### [Selected extract]

§

Short abstract
Directed by Walter Salles
UK release date: 27 August 2004
US release date: 24 September 2004
Rating: ★★★★
Medicine is often a mix of disillusionment and conflicting ideologies, misplaced respect and status, friendship and solidarity. These are values that surprisingly play a central theme in The Motorcycle Diaries, a film about a young Che Guevara and his friend Alberto Granado.
Guevara's iconic status as a revolutionary is immortalised in Alberto Corda's famous photograph, ironically used as a money spinning machine to adorn posters, T shirts, and mugs. But perhaps what is less well known is that Ernesto “Che” Guevara was a doctor, whose political future was shaped by a journey through South America as a medical student with Granado.
Their adventure is detailed in this inspirational film based on Guevara's diary (published as a book of the same name), two years' extensive research, and first hand accounts from Granado.
The journey starts in Buenos Aires in 1952 when Granado (played by Rodrigo de la Serna), a hospital biochemist with a special interest in leprosy, invites Guevara (Gael García Bernal), an upper middle class medical student jaded by college, hospitals, and exams, to travel through South America on his motorcycle, “La Ponderosa II.”
Figure 1.
Road to revolution: the political future of Che Guevara (Gael García Bernel, right) was shaped by a motorcycle journey as a medical student
Credit: IMAGE NET
Initially the pair are keen to exploit their respected status as doctors to secure free accommodation, food, and women. Granado's goal was to see as many different places as possible—and have sex in them.

§

### [Extracted records]
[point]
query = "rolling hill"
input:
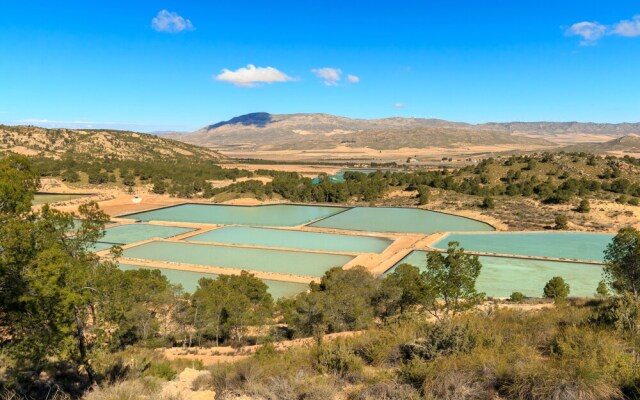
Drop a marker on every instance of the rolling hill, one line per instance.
(263, 131)
(56, 143)
(626, 144)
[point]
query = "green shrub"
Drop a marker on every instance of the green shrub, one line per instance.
(388, 391)
(440, 340)
(557, 289)
(488, 203)
(602, 290)
(561, 222)
(517, 297)
(162, 370)
(414, 372)
(584, 206)
(338, 359)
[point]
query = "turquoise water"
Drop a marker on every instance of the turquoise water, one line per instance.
(280, 261)
(579, 246)
(500, 276)
(44, 198)
(293, 239)
(132, 233)
(400, 220)
(275, 215)
(189, 281)
(128, 234)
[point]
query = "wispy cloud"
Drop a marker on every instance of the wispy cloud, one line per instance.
(591, 32)
(353, 78)
(251, 76)
(331, 76)
(628, 28)
(171, 22)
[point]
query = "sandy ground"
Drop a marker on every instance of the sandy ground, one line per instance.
(216, 355)
(368, 154)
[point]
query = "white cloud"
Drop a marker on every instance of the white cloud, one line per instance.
(170, 22)
(590, 32)
(628, 28)
(251, 75)
(353, 78)
(331, 76)
(88, 124)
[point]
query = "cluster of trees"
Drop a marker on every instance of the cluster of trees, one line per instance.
(352, 299)
(564, 179)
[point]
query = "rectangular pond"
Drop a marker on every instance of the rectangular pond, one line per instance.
(189, 281)
(501, 276)
(269, 215)
(294, 239)
(400, 220)
(278, 261)
(575, 245)
(132, 233)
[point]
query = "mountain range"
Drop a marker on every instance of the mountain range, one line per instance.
(96, 143)
(264, 131)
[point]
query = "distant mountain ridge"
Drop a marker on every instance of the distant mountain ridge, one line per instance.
(96, 143)
(628, 144)
(264, 131)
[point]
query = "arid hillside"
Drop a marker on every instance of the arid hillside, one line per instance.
(262, 131)
(124, 145)
(277, 132)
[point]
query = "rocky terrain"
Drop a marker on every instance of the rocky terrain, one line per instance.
(273, 132)
(56, 143)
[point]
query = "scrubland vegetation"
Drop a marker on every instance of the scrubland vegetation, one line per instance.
(549, 178)
(73, 325)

§

### [How to complete this task]
Carry on the review of The Motorcycle Diaries from its last sentence. None of the entries are needed here.

### [Result of this exercise]
They travel through the Andes, to Chile, and to the ancient Inca city of Machu Picchu, and then to Lima, Peru, and San Pablo, the largest leper colony in South America, on the banks of the Amazon. Eventually they pass through Colombia, ending up in Venezuela.
However, during the course of their journey their ideologies gradually change. Guevara is confronted with the remains of the Inca culture, displaced communist Chileans, and exploited Peruvian Indians, and the film shows him growing up from the innocent but questioning Ernesto to the future “El Che,” a leader of Latin American people.
Although it forms only a small part of Guevara's diaries, Salles and Granado believe that it was while witnessing the injustices at the San Pablo leper colony that Guevara made his biggest leap of faith. For there, patients were separated both literally and symbolically from doctors, nurses, and nuns by the treacherous Amazon river.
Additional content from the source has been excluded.